**TASK OBJECTIVE**
Write out every one of the rows below word for word, leaving out the pictures.

******************************

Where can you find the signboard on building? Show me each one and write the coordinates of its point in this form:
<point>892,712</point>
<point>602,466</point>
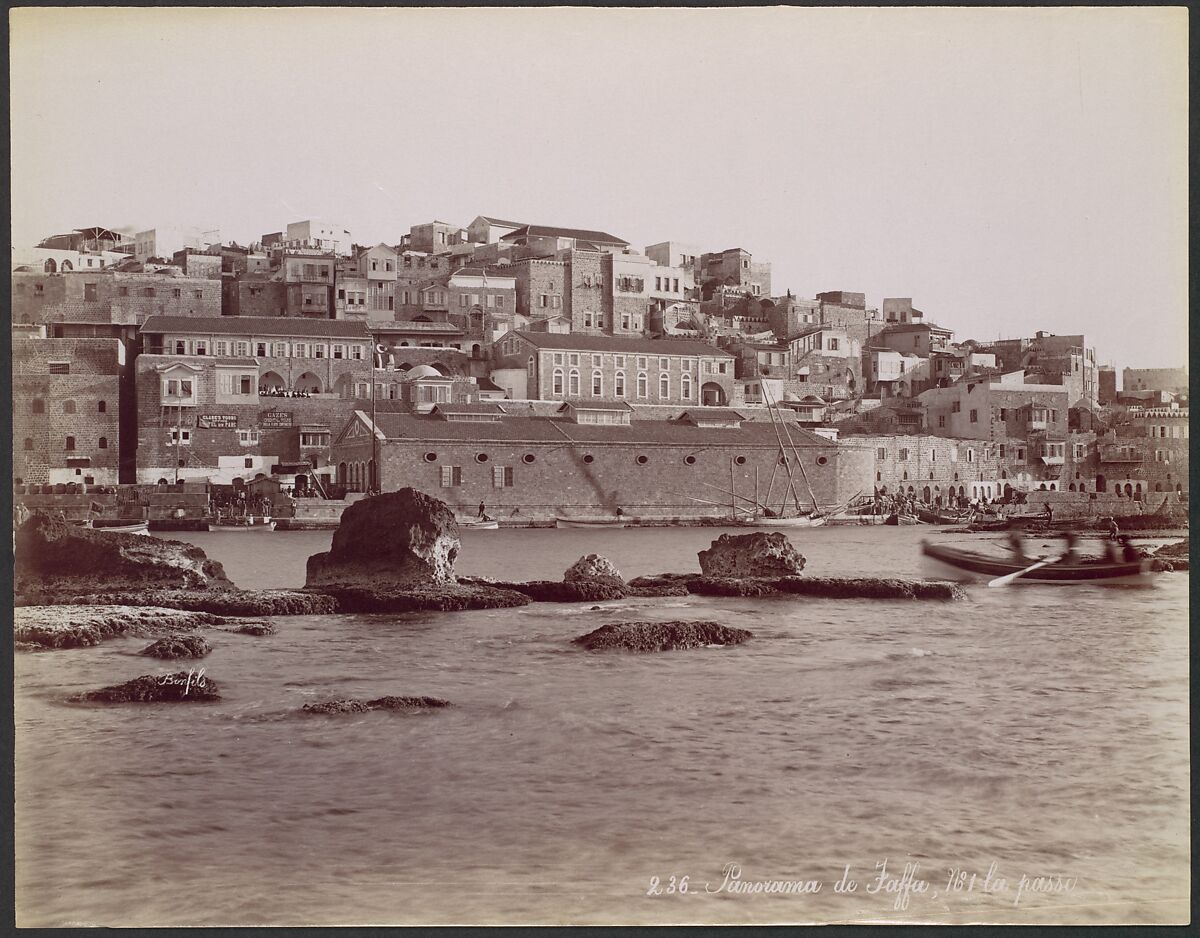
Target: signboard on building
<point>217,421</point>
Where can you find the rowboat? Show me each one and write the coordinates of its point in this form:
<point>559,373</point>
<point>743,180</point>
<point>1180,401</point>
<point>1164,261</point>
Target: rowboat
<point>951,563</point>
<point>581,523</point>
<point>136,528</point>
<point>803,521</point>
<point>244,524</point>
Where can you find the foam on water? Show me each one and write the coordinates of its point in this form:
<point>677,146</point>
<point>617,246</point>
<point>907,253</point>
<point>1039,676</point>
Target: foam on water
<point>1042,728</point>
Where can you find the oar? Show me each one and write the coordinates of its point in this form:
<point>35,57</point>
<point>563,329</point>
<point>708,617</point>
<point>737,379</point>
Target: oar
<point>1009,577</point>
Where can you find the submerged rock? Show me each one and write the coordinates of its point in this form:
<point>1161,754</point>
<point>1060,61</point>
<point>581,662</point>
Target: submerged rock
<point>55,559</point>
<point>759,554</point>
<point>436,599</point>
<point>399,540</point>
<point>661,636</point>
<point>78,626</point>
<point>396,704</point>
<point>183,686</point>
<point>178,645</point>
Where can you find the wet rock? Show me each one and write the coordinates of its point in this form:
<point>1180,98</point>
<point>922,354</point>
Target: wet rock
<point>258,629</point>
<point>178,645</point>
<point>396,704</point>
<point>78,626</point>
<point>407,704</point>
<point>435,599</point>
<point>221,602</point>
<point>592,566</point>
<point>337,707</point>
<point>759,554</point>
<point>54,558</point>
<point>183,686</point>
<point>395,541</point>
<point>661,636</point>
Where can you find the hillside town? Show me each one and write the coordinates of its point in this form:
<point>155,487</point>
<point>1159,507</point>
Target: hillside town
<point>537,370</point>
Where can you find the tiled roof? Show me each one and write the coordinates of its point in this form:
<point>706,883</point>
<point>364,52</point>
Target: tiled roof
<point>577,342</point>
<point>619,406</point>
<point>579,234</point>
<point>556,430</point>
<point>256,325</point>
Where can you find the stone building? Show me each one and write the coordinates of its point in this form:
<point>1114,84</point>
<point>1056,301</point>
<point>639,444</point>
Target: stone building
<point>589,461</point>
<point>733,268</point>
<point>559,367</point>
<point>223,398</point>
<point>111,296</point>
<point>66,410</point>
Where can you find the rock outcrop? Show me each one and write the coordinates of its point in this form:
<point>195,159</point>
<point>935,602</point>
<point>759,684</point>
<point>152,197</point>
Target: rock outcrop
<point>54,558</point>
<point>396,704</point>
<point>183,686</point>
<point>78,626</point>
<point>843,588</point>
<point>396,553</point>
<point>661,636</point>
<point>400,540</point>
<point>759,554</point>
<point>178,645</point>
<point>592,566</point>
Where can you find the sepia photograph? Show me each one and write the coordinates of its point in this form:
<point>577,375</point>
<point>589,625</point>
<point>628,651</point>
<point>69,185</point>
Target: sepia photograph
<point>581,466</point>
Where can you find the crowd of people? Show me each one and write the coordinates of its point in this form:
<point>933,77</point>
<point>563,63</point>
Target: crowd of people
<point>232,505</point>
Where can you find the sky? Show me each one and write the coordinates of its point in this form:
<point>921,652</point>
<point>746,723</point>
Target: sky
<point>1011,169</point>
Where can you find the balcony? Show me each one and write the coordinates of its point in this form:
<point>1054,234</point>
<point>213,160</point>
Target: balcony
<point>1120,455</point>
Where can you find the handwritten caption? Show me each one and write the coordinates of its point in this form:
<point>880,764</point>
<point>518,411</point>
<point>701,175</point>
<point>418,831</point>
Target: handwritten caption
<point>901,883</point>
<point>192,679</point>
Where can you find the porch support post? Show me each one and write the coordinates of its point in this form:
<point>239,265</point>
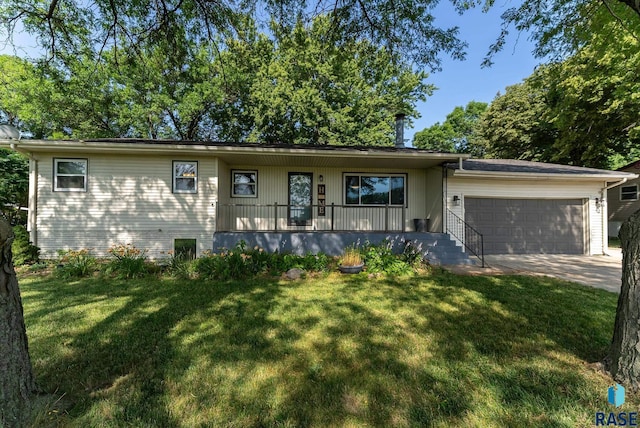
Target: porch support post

******************************

**IN RESPONSE**
Where can you find the signboard on building? Show me each one and write the coordinates of its point in this form:
<point>892,712</point>
<point>602,466</point>
Target: signboard on building
<point>217,421</point>
Where can you find the rowboat? Show me each one and write the coordinates of its point in this form:
<point>559,373</point>
<point>743,180</point>
<point>1180,401</point>
<point>1164,261</point>
Target: rowboat
<point>951,563</point>
<point>581,523</point>
<point>136,528</point>
<point>803,521</point>
<point>244,524</point>
Where can you find the foam on water? Show me each one and write the coordinates of its point in this form:
<point>677,146</point>
<point>617,246</point>
<point>907,253</point>
<point>1039,676</point>
Target: foam on water
<point>1042,728</point>
Where can you find the oar? Show me each one and write the coordinates of its point in this form:
<point>35,57</point>
<point>563,329</point>
<point>708,617</point>
<point>737,379</point>
Target: oar
<point>1009,577</point>
Where can you find the submerged rock? Show me each one and write the coordinates of its point in this form:
<point>1161,754</point>
<point>1060,61</point>
<point>581,662</point>
Target: submerged rock
<point>55,559</point>
<point>759,554</point>
<point>436,599</point>
<point>399,540</point>
<point>661,636</point>
<point>78,626</point>
<point>396,704</point>
<point>183,686</point>
<point>178,645</point>
Where can you find the wet rock? Show me each one and write the coordinates of its point in this form:
<point>1180,98</point>
<point>922,354</point>
Target: wet rock
<point>258,629</point>
<point>178,645</point>
<point>396,704</point>
<point>78,626</point>
<point>407,704</point>
<point>435,599</point>
<point>221,602</point>
<point>592,566</point>
<point>337,707</point>
<point>759,554</point>
<point>54,558</point>
<point>183,686</point>
<point>395,541</point>
<point>661,636</point>
Where can you find the hillside town? Show me each one and write the coordinates of its point in this form:
<point>155,487</point>
<point>1159,507</point>
Target: hillside town
<point>537,370</point>
Where can you find the tiled roof? Show me each one and write the coordinates of its point in this form:
<point>706,883</point>
<point>364,52</point>
Target: tiled roof
<point>577,342</point>
<point>619,406</point>
<point>579,234</point>
<point>556,430</point>
<point>256,325</point>
Where can you find the stone building? Show me each one and write the coordinates of its point in this form:
<point>1114,84</point>
<point>1056,301</point>
<point>639,444</point>
Target: stone building
<point>589,461</point>
<point>733,268</point>
<point>559,367</point>
<point>223,398</point>
<point>111,296</point>
<point>66,410</point>
Where can you find the rock outcrop? Show me each one and write the coordinates of its point in this form:
<point>195,159</point>
<point>935,602</point>
<point>759,684</point>
<point>152,197</point>
Target: rock outcrop
<point>54,558</point>
<point>396,704</point>
<point>183,686</point>
<point>78,626</point>
<point>843,588</point>
<point>396,553</point>
<point>661,636</point>
<point>400,540</point>
<point>759,554</point>
<point>178,645</point>
<point>592,566</point>
Where can you find the sepia photograph? Show me each one and write the coordinates of its point in this form:
<point>577,375</point>
<point>589,625</point>
<point>628,651</point>
<point>69,185</point>
Target: sepia photograph
<point>581,466</point>
Where can you find the crowd of people? Show me each one and write the coordinates of its point in this form:
<point>933,77</point>
<point>563,63</point>
Target: crowd of people
<point>232,505</point>
Where can you find the sky? Show me each one and write the coordinates of its point in this form:
<point>921,652</point>
<point>746,723</point>
Target: sky
<point>1011,169</point>
Where can you find the balcony? Show me each one and write the coordinates of its point in this form:
<point>1054,234</point>
<point>213,160</point>
Target: balcony
<point>1120,455</point>
Where can you find the handwritten caption? Show me each one and write the coordinates of its point in this form:
<point>880,764</point>
<point>518,411</point>
<point>701,175</point>
<point>418,831</point>
Target: handwritten caption
<point>901,883</point>
<point>192,679</point>
Where can you find the porch support post? Show me each one and write the coordinates of its point in this form:
<point>239,265</point>
Target: porch support post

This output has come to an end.